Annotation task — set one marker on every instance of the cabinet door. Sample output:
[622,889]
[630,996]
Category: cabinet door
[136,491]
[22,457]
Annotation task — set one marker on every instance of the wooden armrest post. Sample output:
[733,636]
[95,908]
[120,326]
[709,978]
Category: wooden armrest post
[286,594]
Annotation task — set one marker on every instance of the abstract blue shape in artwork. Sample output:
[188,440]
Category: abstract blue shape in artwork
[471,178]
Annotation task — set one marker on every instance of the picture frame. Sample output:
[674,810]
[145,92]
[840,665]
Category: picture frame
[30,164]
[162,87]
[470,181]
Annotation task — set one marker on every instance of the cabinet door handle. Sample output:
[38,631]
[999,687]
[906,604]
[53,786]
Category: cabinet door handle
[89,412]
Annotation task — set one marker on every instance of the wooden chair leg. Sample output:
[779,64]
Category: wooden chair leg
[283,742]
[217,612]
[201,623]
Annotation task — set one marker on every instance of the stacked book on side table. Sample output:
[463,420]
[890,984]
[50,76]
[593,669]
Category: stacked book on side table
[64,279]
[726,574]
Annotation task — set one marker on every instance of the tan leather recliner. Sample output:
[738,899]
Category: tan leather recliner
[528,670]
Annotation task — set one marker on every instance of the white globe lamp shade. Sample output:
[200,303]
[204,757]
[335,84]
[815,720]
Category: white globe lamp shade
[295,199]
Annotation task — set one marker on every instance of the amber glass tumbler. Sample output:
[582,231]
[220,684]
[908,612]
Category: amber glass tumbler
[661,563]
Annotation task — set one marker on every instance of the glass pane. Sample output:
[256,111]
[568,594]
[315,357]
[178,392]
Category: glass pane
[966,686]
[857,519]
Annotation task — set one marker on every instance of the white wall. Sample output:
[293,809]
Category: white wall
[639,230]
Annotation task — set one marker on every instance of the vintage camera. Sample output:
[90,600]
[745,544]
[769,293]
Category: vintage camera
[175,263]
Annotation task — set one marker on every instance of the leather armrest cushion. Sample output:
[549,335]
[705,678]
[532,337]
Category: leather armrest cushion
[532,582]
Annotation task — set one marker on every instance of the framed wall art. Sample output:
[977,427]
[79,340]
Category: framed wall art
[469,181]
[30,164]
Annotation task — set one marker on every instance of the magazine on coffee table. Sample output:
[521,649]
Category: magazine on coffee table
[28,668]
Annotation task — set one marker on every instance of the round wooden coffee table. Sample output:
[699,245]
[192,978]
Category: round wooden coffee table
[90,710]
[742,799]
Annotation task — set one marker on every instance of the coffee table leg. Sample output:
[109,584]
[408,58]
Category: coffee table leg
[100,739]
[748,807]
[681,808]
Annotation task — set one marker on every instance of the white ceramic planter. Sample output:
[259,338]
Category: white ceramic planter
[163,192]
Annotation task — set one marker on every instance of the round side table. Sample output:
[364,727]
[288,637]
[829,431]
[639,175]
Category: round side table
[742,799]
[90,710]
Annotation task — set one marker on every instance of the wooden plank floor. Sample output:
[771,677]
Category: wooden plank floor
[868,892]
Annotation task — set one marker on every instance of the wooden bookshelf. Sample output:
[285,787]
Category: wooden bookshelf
⁂
■ **Given request**
Transcribe the material above in its entirety. Match it exactly.

■ **Result**
Annotation task — set one marker on every instance of the cabinet door. Sample output:
[622,889]
[630,996]
Category: cabinet door
[136,491]
[22,457]
Annotation task — set one marker on every instance of the wooden armrest post. Sample output:
[733,636]
[95,908]
[120,326]
[709,978]
Category: wooden armrest post
[286,594]
Annotation task — set one marker on every instance of the abstract blue shape in artwork. Sample output:
[188,440]
Category: abstract blue shape in artwork
[471,178]
Annotation task — set one marker on every instance of the picture frame. Sample output:
[674,810]
[145,92]
[840,665]
Category: picture frame
[30,164]
[162,87]
[470,181]
Annotation task — set one marker on every instance of the cabinet door handle. Sample output:
[38,631]
[999,687]
[906,604]
[53,786]
Category: cabinet door handle
[89,412]
Annotation task — set one marker on every instance of the wooden chair leg. Sample output:
[779,64]
Category: wooden chair leg
[283,742]
[217,612]
[201,623]
Annotation task — set one marker on every instance of the stacked book on side table. Sample output:
[463,420]
[890,984]
[50,76]
[593,669]
Category: stacked book on side table
[64,279]
[726,574]
Annotation task — set one marker on every instance of the tan leather recliner. Sample output:
[738,899]
Category: tan leather recliner
[528,670]
Annotation task — set one marker on every instance of the white globe lamp shade. Sample output:
[200,303]
[204,757]
[335,84]
[815,720]
Category: white globe lamp shade
[295,199]
Annotation task — set one marker on every instance of the amber glass tumbler. Sample output:
[582,231]
[220,684]
[908,612]
Category: amber glass tumbler
[661,563]
Annotation task — set one marker on every instance of the glass pane. Sample output:
[256,111]
[568,594]
[315,357]
[178,392]
Category: glass pane
[966,686]
[857,519]
Annotation task — set one marker on every instance of the white wall. Sample output:
[293,809]
Category: white wall
[639,230]
Annotation task — set one marker on every instance of the vintage camera. Sample output:
[90,600]
[745,544]
[769,293]
Category: vintage camera
[175,263]
Annotation task — set one marker on every instance of the leather armrest cushion. Sample output:
[549,335]
[705,678]
[532,337]
Category: leather armrest cushion
[532,582]
Annotation task — set one marker on every instance of the framed wall art. Sample output:
[977,427]
[79,340]
Category: framed wall art
[469,181]
[30,164]
Annotation task — set one marker on every instance of the magazine on coffee table. Sample output:
[521,649]
Category: magazine on coffee table
[28,668]
Annotation task — set one marker on every instance of the round wooden coffee table. Sample output:
[699,245]
[192,978]
Category: round wooden coffee table
[90,710]
[742,799]
Annotation task — set one marker on every instance of the coffee table leg. Sample output:
[109,584]
[408,58]
Category: coffee table leg
[100,739]
[748,807]
[681,808]
Annotation task — set one marker on every instance of the white ceramic planter. Sample output:
[259,338]
Category: white ceramic planter
[163,192]
Annotation task — set one marker on every instance of the round side table. Sample output:
[364,727]
[288,637]
[829,431]
[639,175]
Category: round side table
[742,799]
[90,710]
Annotation task — set one marker on every instance of the wooden plank floor. Sample output:
[771,677]
Category: wooden plank floor
[868,892]
Annotation task — set one marker on every instance of the wooden bookshelf. Sample output:
[285,787]
Category: wooden bookshelf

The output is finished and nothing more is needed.